CONDITIONS DE VIE ET VARIATION DES PRIX
Les grandes surfaces des quartiers huppés fondent leur surprofit sur la prédisposition de leur clientèle aisée à débourser des sommes élevées. A la caisse, le client remet un chèque pour les 180 dinars indiqués. Aussitôt, je commence à mener l’enquête improvisée. Habitué du lieu depuis trois décennies, j’interroge, à tout hasard, l’employée affectée à la bonne marche des caisses au Monoprix d’El Manar.
Elle répond : « Les achats, en une fois, peuvent atteindre 500 dinars ». Dès lors surgit et rugit le vaste contraste. Au marché d’Ibn Khaldoun, le matin du 6 Juin, une acheteuse demande au marchand : « Je veux de l’ail et un peu de cumin, mais je n’ai qu’un dinar. Est-ce suffisant ? » Avec, dans ma tête, le saut, à pieds joints, des 500 dinars au seul dinar, j’interviens sans crier gare : « Oui bien sûr, cela suffit » Un peu surpris, les deux me regardent et sourient. La dame poursuit et me dit : « Vous voyez à quoi nous réduit la situation du pays. Je suis institutrice ; mais pour beaucoup d’autres, sans emploi, c’est pire ».
Non loin de là une autre dame dit au marchand Brahim Jouini : « Donnez-moi du poisson pour 400 millimes ». Il répond : « mayjibouch ».
Désappointée, la désargentée s’en va ; mais après trois pas, le marchand la rappelle, saisit une poignée de poissons la fourre dans le sac plastique et dit à la personne mi-ébahie, mi-ravie : « Tiens, prends ça ; je te l’offre ».

### [Activité 1]
D'après le texte sur les conditions de vie et les prix, quel montant peuvent atteindre les achats faits en une fois au Monoprix d'El Manar, selon l'employée interrogée ?
### [Activité 2]
Indiquez si chacune des affirmations suivantes concorde avec le texte sur les conditions de vie et les prix, en citant les mots décisifs du texte.
(a) L'acheteuse du marché d'Ibn Khaldoun dispose de deux dinars.
(b) La dame qui veut de l'ail et du cumin est institutrice.
(c) Le marchand Brahim Jouini finit par donner du poisson à la dame sans la faire payer.
### [Activité 3]
Poursuivez le texte sur les conditions de vie et les prix à partir de sa dernière phrase.

### [Données présentées]
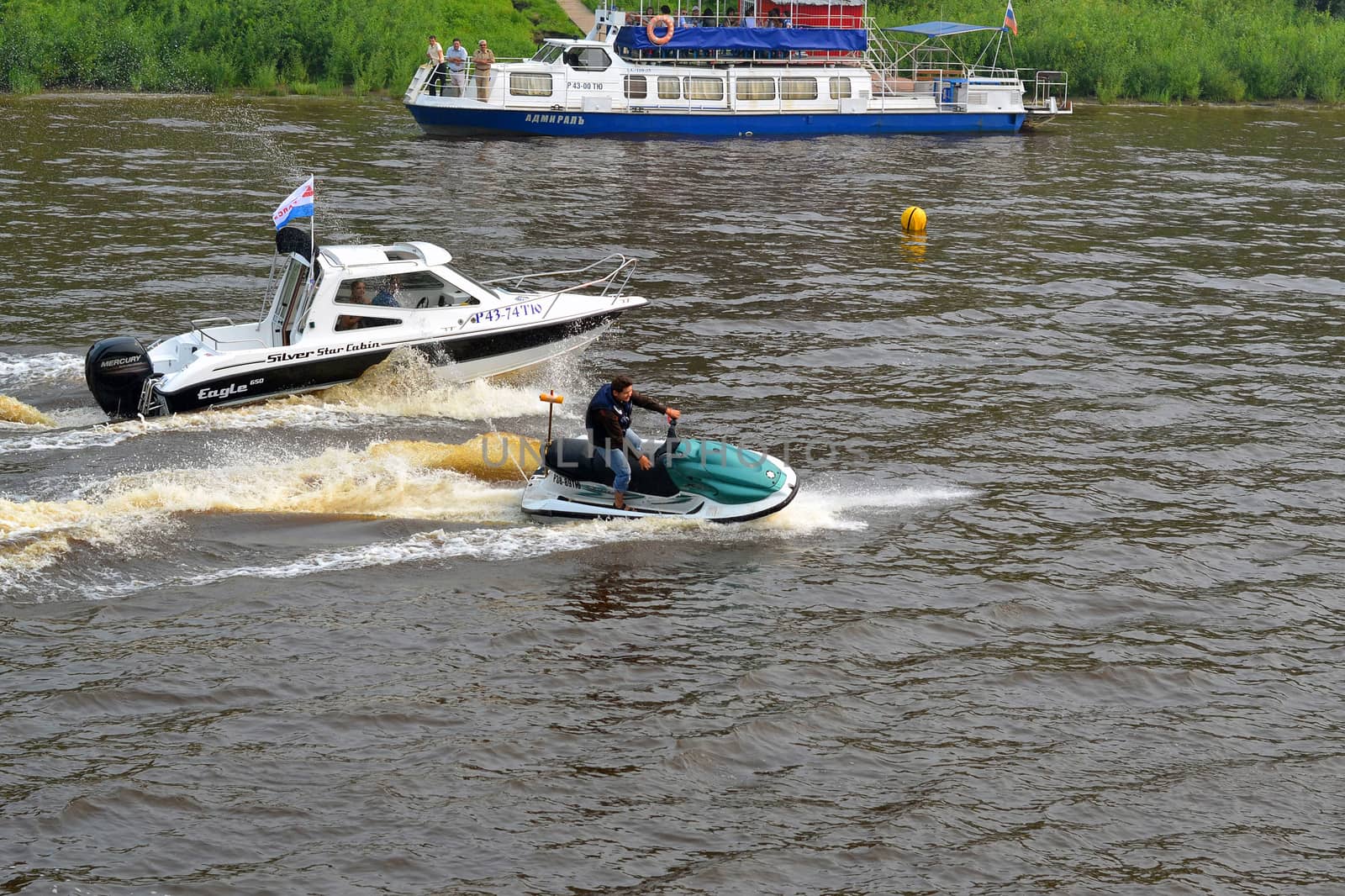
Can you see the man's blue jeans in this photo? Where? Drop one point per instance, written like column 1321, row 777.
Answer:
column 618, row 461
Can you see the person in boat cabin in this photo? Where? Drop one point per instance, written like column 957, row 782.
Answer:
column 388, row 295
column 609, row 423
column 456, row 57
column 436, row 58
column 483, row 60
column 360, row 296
* * *
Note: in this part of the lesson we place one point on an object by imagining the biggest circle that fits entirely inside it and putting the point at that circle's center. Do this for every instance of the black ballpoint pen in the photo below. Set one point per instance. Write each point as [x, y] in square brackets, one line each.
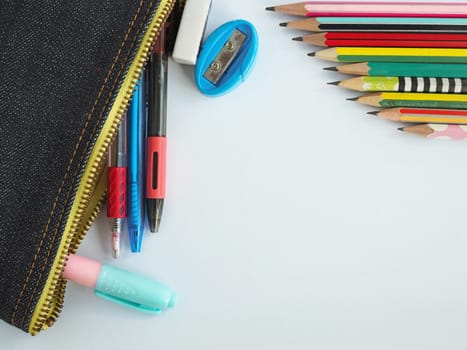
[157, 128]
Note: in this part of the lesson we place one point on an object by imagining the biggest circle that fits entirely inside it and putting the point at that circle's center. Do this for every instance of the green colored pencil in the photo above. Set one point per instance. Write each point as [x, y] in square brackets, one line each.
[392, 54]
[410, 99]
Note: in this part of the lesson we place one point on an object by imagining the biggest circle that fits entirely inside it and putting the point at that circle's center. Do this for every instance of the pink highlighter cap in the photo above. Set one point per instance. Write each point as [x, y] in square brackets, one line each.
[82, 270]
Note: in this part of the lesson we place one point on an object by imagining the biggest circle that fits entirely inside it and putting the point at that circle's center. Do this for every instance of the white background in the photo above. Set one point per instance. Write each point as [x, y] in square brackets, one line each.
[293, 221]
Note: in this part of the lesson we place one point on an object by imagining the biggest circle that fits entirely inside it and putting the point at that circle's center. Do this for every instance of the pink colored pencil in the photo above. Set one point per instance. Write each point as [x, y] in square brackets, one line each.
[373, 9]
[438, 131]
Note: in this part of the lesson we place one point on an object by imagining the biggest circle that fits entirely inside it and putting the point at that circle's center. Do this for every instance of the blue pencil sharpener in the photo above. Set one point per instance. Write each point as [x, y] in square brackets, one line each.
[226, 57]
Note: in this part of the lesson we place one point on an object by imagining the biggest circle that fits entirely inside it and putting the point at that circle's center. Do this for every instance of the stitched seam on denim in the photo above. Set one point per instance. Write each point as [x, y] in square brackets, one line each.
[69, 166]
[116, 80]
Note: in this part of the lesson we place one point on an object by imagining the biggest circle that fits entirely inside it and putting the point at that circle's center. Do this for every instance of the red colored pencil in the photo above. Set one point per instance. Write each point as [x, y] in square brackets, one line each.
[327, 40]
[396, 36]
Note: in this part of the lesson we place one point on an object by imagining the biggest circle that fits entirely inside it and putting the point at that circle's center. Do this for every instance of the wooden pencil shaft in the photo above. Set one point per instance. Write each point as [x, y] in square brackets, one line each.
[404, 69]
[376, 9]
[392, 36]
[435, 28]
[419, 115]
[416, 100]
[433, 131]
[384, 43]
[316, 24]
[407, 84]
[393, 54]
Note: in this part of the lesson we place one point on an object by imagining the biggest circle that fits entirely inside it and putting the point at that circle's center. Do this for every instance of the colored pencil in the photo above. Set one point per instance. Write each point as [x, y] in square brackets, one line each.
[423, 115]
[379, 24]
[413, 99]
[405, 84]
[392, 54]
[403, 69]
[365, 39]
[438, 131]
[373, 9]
--
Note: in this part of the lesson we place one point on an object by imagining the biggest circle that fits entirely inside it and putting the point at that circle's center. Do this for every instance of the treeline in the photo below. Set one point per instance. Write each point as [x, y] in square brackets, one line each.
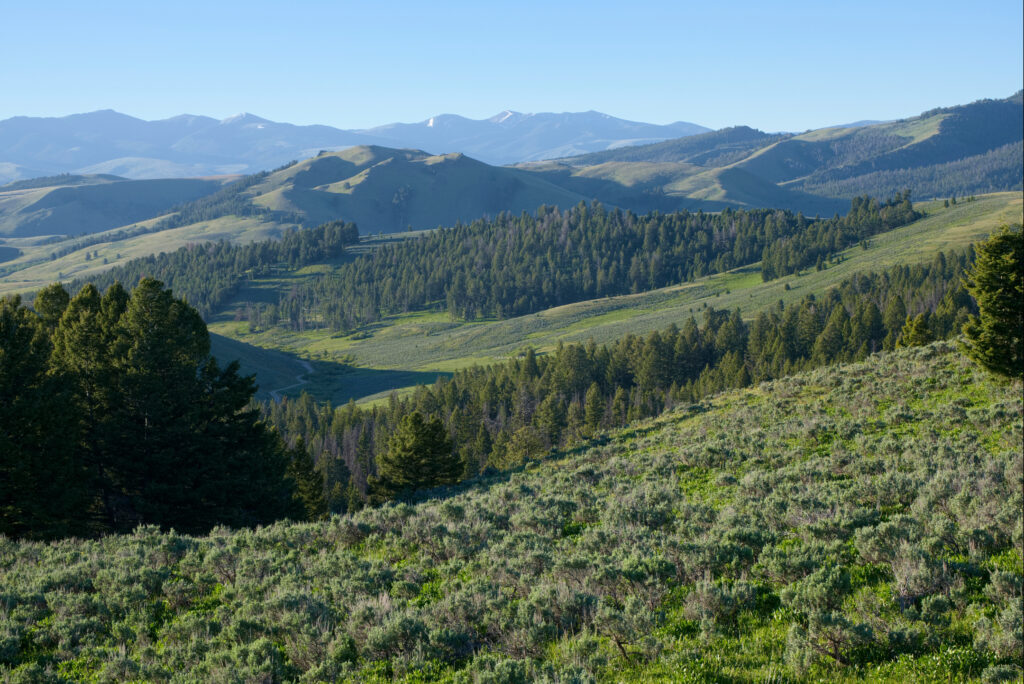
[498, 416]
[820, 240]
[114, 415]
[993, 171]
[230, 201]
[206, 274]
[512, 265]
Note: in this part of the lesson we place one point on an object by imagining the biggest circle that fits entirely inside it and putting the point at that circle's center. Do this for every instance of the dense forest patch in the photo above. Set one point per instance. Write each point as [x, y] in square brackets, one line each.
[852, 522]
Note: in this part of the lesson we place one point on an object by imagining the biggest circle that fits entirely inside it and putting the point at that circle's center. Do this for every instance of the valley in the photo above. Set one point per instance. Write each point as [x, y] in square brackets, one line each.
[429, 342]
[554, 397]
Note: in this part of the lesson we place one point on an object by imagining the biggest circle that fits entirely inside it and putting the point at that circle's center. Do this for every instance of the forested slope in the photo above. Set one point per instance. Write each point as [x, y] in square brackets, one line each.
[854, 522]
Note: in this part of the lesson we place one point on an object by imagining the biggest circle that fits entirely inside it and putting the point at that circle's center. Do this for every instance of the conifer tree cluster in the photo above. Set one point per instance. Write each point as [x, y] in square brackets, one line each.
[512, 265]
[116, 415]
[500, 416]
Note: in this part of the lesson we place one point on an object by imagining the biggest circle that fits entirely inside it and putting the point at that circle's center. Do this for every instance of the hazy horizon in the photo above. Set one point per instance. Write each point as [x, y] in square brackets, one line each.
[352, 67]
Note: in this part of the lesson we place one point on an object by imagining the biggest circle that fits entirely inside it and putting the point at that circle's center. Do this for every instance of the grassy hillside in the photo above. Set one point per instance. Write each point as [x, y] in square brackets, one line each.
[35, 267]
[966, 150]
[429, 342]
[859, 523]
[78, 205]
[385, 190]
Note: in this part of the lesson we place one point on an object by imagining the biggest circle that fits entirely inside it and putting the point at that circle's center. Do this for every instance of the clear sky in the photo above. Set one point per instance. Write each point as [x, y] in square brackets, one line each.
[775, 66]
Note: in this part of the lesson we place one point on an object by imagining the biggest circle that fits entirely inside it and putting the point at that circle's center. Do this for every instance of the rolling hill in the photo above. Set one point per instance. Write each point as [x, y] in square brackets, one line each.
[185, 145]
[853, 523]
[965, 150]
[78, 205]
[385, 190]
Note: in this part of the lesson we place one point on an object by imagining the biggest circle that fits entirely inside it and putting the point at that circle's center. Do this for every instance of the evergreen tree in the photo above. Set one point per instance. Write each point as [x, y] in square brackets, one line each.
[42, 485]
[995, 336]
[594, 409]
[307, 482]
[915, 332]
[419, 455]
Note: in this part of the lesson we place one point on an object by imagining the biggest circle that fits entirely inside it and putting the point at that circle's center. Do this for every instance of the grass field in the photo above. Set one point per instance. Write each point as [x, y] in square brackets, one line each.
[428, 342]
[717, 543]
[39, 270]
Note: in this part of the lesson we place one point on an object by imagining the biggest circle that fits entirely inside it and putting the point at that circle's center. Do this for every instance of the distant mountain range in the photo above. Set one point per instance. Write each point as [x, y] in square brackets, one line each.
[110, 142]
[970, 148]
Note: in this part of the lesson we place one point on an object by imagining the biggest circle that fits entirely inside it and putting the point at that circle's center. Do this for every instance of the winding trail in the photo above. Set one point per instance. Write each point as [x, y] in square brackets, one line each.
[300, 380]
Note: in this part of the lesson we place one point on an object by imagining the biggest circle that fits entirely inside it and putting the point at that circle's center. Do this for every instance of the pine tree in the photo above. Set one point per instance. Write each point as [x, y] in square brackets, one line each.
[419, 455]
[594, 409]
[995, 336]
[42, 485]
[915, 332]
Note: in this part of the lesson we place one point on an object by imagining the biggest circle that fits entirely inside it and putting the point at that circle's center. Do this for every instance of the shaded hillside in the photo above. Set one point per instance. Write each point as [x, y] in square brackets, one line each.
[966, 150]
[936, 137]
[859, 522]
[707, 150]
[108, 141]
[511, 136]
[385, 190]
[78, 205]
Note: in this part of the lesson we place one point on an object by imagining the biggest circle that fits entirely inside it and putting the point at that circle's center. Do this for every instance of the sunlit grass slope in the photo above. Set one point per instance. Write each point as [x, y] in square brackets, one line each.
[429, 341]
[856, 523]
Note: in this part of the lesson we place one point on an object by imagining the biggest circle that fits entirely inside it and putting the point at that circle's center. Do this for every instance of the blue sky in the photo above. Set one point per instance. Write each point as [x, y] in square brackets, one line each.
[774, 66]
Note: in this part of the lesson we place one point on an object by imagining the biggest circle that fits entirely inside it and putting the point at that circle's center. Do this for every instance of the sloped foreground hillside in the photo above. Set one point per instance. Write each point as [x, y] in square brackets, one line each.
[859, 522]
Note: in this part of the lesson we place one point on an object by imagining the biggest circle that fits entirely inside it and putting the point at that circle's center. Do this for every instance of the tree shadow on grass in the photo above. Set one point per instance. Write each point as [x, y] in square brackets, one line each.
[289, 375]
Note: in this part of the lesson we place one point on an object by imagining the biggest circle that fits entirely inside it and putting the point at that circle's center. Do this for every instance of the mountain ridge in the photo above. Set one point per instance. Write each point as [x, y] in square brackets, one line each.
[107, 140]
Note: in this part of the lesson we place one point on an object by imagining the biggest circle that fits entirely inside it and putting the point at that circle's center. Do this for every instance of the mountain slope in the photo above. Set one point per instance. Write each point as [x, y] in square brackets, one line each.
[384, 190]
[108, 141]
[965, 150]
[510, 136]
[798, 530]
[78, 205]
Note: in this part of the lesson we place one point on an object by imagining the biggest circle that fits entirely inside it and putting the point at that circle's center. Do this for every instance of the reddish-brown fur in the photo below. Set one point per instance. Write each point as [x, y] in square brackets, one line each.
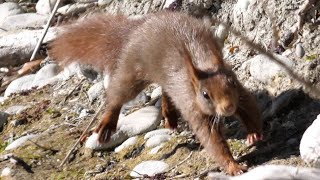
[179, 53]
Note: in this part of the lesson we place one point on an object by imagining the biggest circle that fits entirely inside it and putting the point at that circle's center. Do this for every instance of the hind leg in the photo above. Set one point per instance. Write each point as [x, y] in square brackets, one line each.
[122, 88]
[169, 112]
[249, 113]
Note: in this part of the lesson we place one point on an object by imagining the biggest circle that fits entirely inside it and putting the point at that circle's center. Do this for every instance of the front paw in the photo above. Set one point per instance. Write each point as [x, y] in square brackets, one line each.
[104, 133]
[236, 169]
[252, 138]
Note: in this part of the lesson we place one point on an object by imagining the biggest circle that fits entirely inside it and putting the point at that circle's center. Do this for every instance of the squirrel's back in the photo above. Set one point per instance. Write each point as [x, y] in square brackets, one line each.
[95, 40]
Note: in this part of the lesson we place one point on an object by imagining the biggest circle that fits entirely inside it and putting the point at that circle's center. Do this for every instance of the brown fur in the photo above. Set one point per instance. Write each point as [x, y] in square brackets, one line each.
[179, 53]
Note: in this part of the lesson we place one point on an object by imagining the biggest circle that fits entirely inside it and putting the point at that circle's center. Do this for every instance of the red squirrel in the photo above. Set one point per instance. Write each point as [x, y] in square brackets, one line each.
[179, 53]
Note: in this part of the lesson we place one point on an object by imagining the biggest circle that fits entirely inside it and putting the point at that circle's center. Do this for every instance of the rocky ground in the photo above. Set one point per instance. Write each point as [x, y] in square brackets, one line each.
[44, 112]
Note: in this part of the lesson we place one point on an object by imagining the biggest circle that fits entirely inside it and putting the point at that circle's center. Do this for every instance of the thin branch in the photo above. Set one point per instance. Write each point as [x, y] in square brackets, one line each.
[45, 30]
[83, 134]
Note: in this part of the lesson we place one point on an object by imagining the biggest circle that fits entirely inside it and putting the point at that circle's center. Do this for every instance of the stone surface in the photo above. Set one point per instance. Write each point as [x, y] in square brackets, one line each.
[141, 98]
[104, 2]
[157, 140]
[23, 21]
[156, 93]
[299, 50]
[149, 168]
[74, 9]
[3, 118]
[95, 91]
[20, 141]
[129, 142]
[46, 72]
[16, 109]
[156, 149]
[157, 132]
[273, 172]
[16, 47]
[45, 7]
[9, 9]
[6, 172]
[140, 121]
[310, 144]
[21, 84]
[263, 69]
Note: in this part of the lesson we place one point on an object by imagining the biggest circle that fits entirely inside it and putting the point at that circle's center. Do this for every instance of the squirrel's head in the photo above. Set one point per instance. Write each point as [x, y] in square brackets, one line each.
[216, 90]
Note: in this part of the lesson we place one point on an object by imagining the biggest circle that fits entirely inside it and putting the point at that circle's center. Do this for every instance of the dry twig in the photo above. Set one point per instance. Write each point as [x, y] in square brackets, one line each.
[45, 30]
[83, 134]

### [Production attendue 1]
Ils peuvent atteindre 500 dinars.

### [Production attendue 2]
(a) Non : « mais je n’ai qu’un dinar ».
(b) Oui : « Je suis institutrice ».
(c) Oui : « Tiens, prends ça ; je te l’offre ».

### [Production attendue 3]
Crève-coeur, la mal-vie de la misère prospère partout et à toute heure. Au marché d’Ibn Khaldoun ou de Sidi Abdessalem, lieux bénits par les démunis, les denrées alimentaires coûtent moins cher. Carrefour vend les pommes de terre à 800 millimes et Ibn Khaldoun affiche 600 millimes. Une loi, banale, celle de l’offre et de la demande, s’adapte aux conditions de vie et la projection, sur le sol, de l’inégalité, produit les quartiers hiérarchisés. La personne déshéritée ne franchit jamais le seuil du supermarché pour émettre cet énoncé : « Donnez-moi du poisson pour 400 millimes ».
Là où sévit la marginalisation acheteurs et vendeurs opèrent les yeux dans les yeux. Ce lien direct favorise la propension à l’entraide sociale et entretient l’ambiant convivial, même aux dépens parfois de l’éthos commercial. Mais l’anonymat du supermarché méconnait ce genre de solidarité. Un gouffre sans fond sépare les deux bouts de la stratification avec, d’une part, l’univers de l’opulence et de l’autre, celui de l’indigence. Les palabres sans fin ne servent à rien sans focaliser l’analyse et la pratique économique sur l’insoutenable dénivelé. Il supporte les prémices des antagonismes édulcorés par le gauchisme et occultés par les sociologues de service.
Les premiers donnent à voir les classes virtuelles pour des classes réelles et commettent le péché mortel. Marx aussi avait confondu la classe en soi et la classe pour soi, autrement dit mobilisée, organisée.
« Prolétaires de tous les quartiers marginalisés unissez-vous », dirait, aujourd’hui, l’auteur génial du monumental Das Kapital. Mais pour la mise en branle du process révolutionnaire, il faut une direction révolutionnaire. Or aiguillonné par l’impérialisme yankee le 14 janvier produisait une jacquerie lumpen-prolétarienne sans direction digne de ce nom. Cependant, gauchistes et droitistes excellent dans l’art de la récupération pour continuer à gérer le fonds de commerce et à sucer la vache à lait. De nos jours, le décalage creusé entre l’envol des prix et les conditions de vie nourrit tous les risques à l’instant même où il dirige l’accusation vers les tricheurs du fisc. Vidangées, les caisses de l’Etat peinent à financer la création d’emplois au moment où les salaires bas restreignent la consommation des franges élargies de la population.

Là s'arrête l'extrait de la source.